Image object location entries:
<<<<

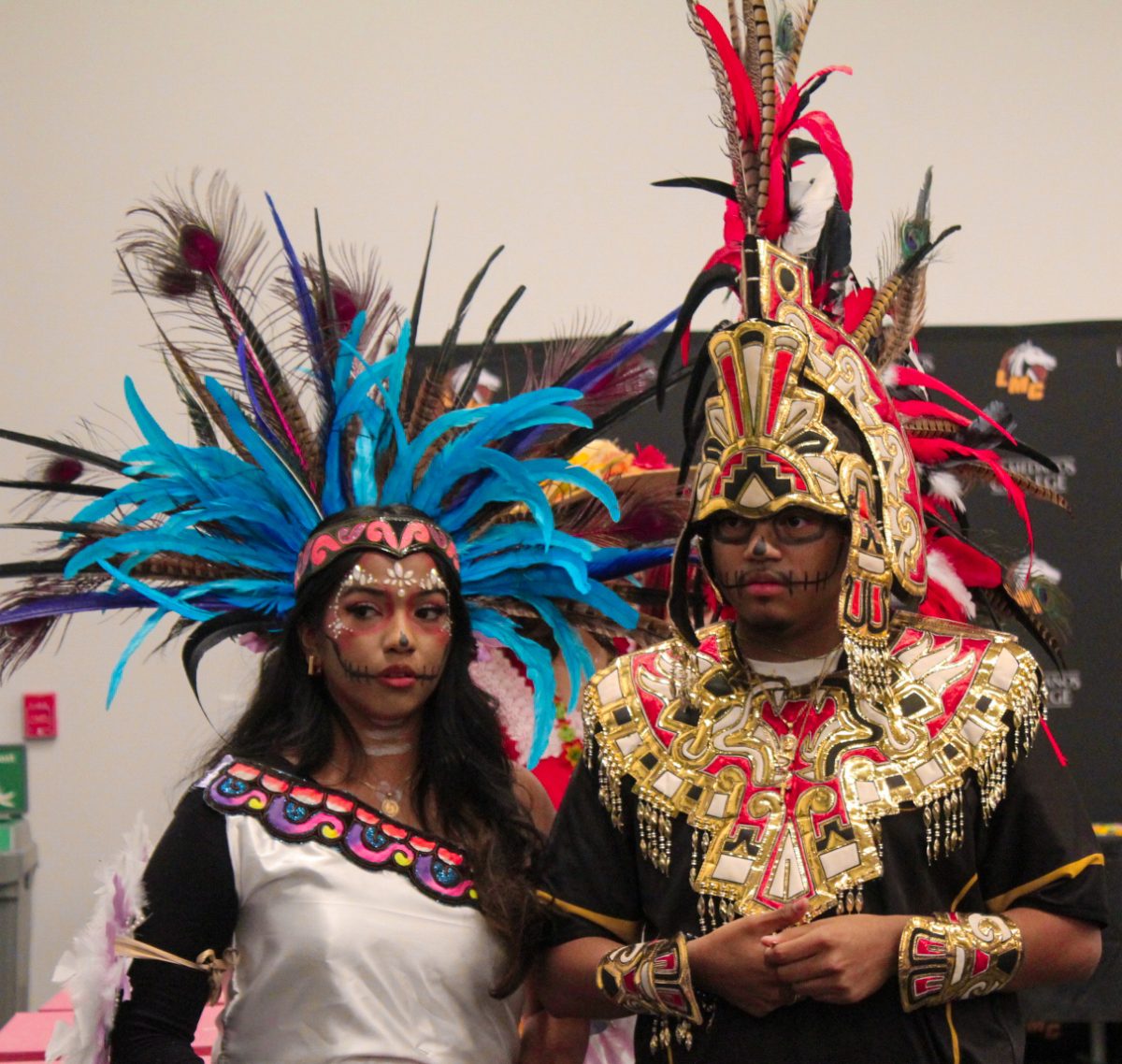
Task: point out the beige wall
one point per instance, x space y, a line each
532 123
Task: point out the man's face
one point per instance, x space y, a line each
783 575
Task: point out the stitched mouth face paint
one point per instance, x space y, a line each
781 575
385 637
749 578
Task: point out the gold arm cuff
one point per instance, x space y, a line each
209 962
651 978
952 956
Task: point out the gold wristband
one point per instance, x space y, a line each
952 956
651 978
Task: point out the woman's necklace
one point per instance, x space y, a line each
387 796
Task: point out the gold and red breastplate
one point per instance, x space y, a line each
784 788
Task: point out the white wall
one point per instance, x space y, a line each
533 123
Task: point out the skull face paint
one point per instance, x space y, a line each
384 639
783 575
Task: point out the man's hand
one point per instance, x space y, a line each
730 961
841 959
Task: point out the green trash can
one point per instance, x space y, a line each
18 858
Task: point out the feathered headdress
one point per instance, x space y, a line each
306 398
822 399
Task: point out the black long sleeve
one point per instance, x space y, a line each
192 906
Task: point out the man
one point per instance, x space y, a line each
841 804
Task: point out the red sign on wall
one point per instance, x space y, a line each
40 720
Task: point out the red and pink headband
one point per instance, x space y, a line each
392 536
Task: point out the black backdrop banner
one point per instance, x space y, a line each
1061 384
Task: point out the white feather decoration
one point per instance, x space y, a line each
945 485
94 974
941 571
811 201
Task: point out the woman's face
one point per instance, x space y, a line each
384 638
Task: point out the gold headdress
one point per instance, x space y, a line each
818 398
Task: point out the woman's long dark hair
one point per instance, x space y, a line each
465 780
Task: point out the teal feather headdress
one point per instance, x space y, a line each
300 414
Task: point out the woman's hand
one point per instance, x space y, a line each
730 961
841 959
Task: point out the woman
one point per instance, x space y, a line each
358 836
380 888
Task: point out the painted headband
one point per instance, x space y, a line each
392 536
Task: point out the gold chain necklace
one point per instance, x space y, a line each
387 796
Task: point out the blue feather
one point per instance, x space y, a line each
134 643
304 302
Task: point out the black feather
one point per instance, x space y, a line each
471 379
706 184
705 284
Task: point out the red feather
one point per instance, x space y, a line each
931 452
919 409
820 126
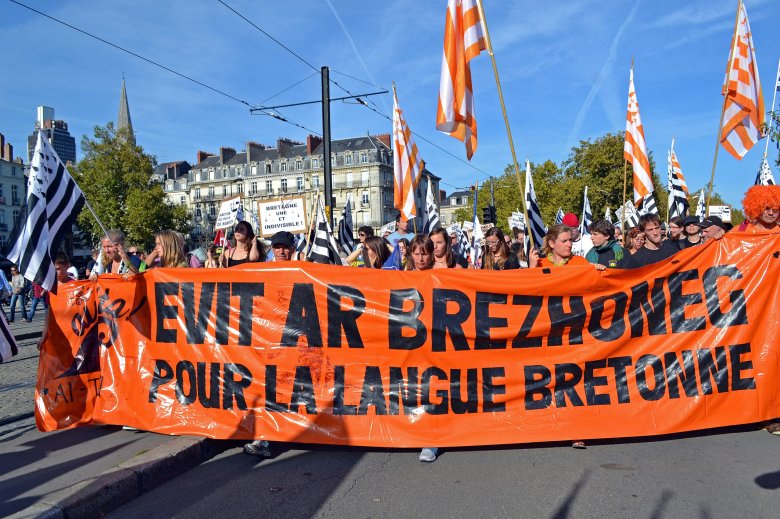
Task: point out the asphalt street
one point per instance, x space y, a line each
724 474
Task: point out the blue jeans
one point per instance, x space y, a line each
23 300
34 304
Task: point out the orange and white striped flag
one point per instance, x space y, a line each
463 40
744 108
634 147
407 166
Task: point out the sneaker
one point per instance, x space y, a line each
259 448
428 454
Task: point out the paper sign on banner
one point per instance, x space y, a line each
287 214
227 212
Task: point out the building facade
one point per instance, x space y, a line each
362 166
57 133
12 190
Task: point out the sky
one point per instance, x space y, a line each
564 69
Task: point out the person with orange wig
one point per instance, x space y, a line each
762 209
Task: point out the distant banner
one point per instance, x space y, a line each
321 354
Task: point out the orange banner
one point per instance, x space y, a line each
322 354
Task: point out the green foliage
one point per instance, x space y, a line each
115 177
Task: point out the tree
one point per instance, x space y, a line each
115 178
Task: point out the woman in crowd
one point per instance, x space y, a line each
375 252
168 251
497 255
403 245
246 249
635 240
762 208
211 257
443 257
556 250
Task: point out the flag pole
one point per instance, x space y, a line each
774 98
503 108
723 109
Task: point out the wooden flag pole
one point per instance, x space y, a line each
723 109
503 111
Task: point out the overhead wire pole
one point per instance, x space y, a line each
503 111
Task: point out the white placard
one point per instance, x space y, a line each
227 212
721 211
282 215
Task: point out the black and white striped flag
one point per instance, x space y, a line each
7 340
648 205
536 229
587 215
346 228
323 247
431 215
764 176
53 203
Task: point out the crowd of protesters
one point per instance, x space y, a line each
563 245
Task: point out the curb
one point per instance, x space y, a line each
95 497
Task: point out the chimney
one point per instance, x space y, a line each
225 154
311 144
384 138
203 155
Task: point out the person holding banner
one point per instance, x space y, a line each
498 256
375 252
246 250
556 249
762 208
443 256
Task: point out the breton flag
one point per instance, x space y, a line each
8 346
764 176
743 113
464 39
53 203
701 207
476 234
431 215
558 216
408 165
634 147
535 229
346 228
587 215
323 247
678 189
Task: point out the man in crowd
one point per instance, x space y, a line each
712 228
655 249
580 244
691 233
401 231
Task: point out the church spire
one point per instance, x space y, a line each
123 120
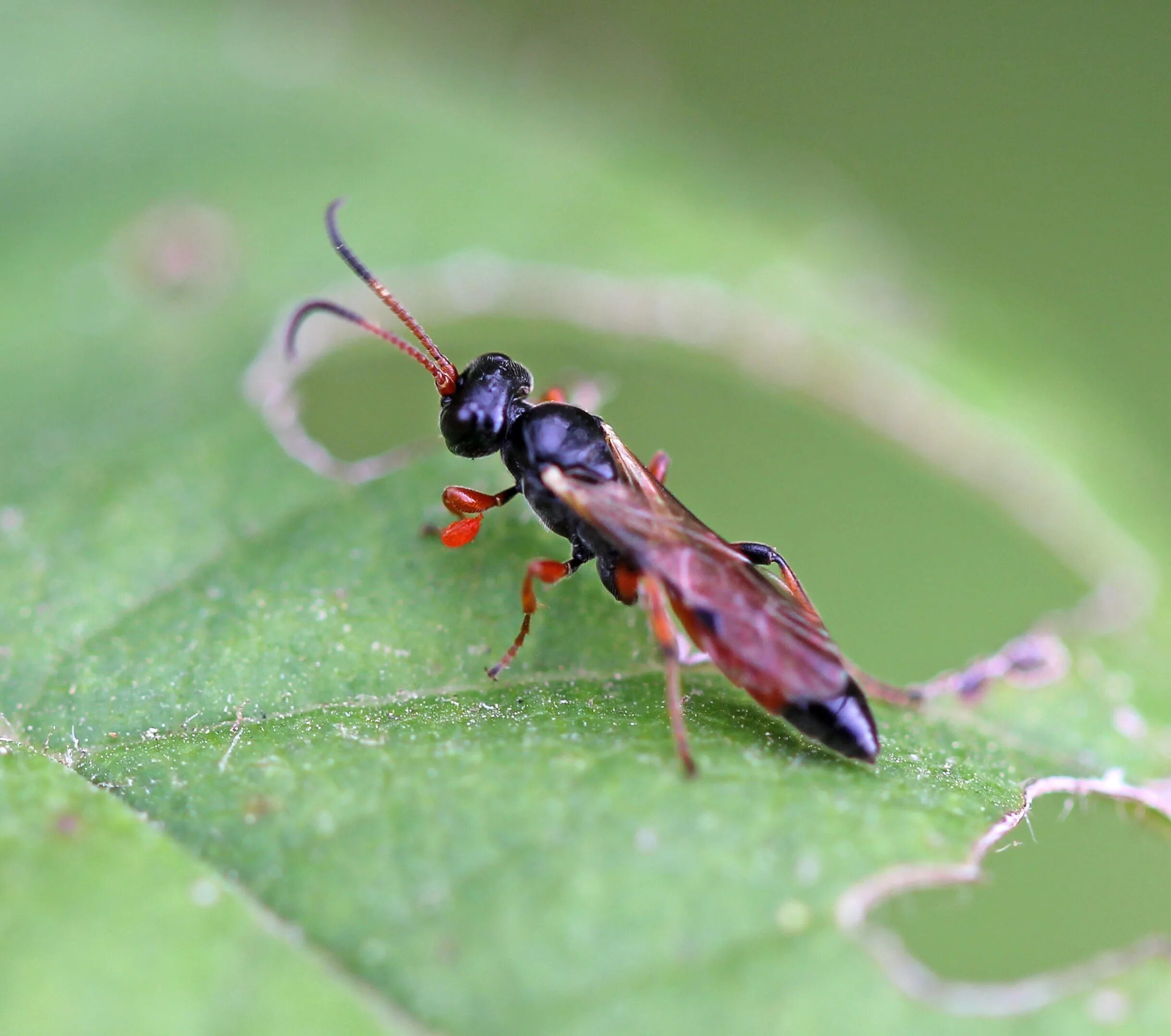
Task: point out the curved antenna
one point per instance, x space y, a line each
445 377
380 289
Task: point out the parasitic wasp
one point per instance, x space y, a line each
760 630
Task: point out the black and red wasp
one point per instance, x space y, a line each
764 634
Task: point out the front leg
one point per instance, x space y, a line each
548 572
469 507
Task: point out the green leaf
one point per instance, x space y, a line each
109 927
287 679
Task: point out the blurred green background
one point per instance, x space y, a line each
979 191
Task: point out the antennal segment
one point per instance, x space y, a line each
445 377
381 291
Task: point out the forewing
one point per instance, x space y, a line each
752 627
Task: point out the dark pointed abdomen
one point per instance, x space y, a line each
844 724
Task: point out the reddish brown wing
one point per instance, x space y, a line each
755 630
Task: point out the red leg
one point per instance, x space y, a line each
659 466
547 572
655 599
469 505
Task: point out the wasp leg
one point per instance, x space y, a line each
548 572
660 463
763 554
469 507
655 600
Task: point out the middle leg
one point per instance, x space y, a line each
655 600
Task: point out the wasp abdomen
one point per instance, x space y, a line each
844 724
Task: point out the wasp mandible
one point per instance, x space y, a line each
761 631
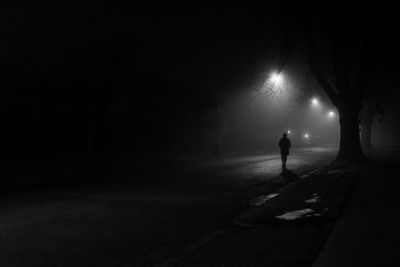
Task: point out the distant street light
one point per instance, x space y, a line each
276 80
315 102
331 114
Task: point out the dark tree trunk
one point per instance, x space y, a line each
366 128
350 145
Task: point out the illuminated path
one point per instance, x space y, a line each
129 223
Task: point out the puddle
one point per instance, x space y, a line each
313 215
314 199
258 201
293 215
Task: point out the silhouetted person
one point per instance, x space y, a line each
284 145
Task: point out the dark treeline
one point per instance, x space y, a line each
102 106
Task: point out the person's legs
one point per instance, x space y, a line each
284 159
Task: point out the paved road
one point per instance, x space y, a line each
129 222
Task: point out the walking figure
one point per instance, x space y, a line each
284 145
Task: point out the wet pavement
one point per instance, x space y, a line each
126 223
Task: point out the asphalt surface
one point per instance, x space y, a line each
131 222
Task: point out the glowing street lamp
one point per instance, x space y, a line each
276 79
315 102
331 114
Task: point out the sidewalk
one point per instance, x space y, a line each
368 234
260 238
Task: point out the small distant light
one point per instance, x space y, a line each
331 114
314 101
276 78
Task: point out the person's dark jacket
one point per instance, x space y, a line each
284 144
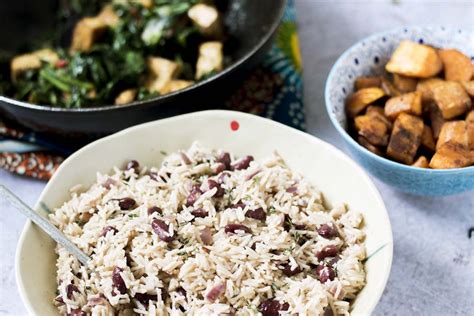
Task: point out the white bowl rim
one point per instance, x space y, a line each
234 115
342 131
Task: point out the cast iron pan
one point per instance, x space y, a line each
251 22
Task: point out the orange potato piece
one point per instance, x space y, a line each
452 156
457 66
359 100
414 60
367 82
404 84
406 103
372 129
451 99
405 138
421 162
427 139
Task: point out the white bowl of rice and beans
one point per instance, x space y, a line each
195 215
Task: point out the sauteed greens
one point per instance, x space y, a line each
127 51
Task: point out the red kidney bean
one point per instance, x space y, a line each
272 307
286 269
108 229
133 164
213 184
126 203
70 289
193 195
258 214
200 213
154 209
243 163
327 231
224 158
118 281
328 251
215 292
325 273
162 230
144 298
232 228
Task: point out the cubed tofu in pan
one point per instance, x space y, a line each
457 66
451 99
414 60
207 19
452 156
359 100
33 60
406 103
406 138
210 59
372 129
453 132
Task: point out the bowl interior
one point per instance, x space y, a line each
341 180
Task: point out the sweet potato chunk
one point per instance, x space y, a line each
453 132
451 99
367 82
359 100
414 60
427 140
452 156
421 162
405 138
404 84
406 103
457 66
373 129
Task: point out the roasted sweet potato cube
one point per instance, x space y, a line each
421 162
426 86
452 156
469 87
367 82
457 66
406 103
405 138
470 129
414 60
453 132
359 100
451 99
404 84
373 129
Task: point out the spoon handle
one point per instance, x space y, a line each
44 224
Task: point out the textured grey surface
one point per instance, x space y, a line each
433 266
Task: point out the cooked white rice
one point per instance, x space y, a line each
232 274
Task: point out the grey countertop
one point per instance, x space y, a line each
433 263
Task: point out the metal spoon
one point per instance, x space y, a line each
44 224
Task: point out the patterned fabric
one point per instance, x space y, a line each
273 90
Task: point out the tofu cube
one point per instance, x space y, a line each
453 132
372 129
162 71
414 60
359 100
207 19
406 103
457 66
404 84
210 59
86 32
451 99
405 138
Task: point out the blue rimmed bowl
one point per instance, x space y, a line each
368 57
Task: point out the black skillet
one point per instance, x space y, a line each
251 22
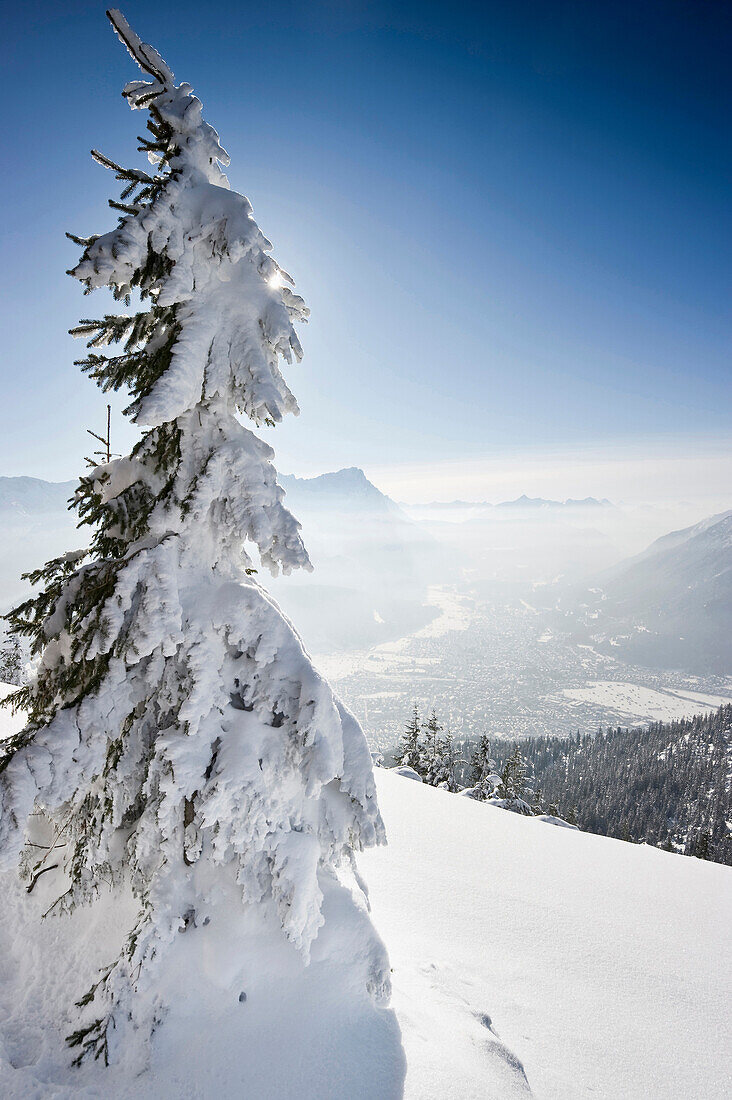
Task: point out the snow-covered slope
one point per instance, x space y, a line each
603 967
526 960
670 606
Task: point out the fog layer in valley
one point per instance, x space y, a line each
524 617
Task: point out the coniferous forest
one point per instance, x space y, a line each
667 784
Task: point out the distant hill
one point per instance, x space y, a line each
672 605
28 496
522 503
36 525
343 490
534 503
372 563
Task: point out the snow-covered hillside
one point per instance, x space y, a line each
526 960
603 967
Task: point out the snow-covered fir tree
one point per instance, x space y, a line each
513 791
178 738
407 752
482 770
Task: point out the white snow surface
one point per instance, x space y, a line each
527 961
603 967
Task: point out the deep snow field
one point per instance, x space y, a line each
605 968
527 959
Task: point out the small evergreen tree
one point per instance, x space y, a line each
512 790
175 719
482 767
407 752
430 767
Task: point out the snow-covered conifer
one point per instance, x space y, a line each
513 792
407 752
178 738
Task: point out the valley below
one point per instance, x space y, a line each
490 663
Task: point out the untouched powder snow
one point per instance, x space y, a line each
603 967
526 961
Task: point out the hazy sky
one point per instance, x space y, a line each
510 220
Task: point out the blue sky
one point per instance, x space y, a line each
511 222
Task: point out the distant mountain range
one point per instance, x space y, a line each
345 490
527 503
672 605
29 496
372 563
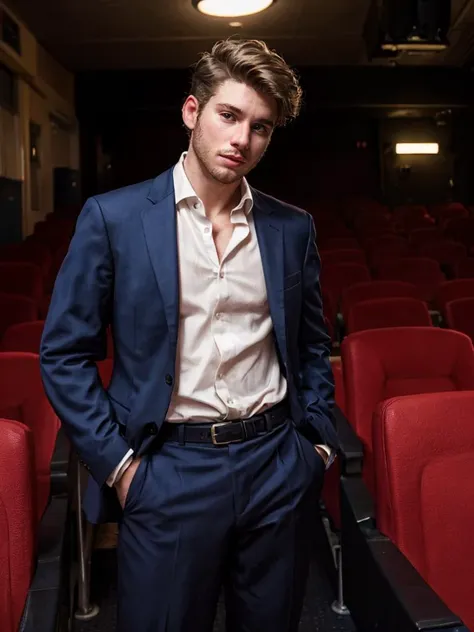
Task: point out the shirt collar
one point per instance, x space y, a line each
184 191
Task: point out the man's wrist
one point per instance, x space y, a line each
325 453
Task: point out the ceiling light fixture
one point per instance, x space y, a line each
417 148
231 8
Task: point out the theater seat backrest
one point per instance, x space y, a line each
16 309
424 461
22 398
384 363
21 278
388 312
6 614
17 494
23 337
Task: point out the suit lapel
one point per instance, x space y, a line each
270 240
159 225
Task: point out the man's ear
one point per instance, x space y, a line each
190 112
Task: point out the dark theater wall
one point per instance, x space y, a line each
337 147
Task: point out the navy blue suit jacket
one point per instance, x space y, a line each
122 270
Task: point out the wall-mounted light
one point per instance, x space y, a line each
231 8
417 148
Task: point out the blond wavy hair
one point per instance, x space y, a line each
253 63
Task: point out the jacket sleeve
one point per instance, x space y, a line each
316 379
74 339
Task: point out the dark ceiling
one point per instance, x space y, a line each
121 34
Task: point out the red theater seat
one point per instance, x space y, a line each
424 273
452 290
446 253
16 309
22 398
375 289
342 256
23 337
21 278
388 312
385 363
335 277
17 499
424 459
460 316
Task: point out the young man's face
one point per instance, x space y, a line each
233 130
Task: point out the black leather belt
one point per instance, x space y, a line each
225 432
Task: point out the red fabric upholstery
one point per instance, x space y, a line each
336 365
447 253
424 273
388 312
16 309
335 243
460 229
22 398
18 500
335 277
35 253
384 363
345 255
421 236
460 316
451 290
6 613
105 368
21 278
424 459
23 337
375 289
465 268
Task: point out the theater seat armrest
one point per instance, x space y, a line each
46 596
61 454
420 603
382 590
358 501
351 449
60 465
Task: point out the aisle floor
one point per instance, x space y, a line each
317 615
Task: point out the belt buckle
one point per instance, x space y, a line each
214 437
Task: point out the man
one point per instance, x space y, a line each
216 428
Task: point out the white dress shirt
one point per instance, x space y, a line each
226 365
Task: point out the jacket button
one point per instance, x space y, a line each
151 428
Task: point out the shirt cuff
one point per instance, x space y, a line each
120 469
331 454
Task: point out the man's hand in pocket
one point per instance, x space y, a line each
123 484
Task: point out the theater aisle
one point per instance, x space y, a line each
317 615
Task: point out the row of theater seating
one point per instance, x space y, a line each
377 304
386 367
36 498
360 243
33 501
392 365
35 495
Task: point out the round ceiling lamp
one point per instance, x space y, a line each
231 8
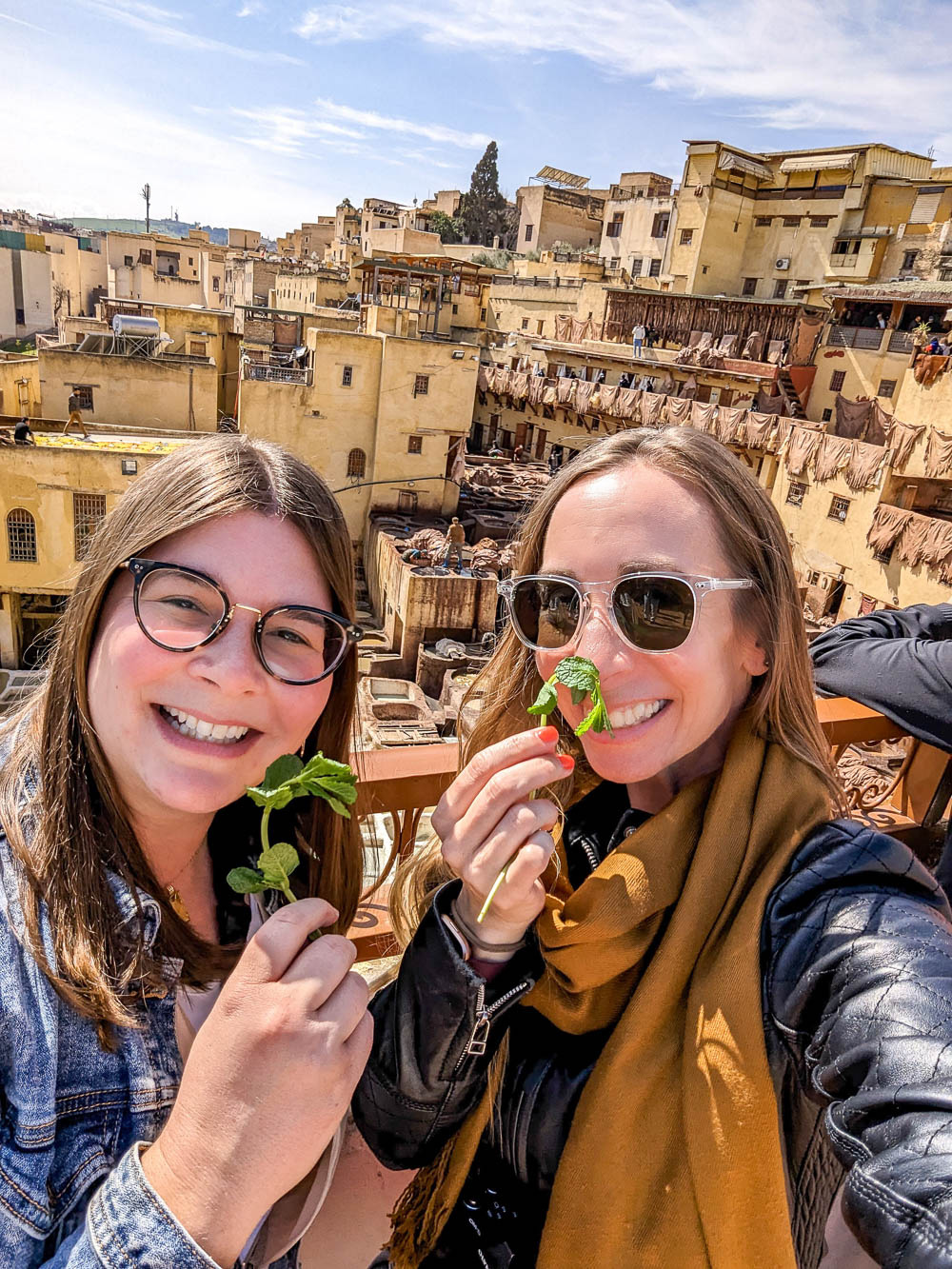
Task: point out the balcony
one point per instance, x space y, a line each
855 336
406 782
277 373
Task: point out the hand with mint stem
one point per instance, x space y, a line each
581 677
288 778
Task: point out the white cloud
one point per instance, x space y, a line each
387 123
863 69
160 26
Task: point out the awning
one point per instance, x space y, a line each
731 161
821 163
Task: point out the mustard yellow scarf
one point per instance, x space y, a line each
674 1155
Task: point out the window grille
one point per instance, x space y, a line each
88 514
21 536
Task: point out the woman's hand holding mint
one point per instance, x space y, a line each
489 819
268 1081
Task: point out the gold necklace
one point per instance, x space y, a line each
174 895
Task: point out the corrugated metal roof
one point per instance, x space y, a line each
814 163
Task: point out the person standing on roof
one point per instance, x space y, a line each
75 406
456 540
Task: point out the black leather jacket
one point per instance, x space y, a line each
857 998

>>>>

→ Work to complete:
Copy everything from the line containing "Task: point out the mustard yellow scarf" down through the end of the entries, but swap "corrugated metal roof" for "tin roof" and keep every other part the same.

→ Result of this exercise:
Task: point out the mustard yellow scarf
one point per instance, x space y, a line each
674 1155
Task: point out the window grille
one point per instance, x space y, a line each
88 514
21 536
Task: point out the woman's hand holding mint
one point per instance, x space y, a line each
489 819
268 1081
Task: point out the gold necklace
one point per instance, x space y, a line each
174 895
Task: point out the tin roof
one point per instance, x space y, a line each
814 163
Task: point out the person standing on roof
one point per instance, x space y, a line each
75 406
456 540
Task: point out the black leather jacket
one point per instance, x space y, a line each
857 998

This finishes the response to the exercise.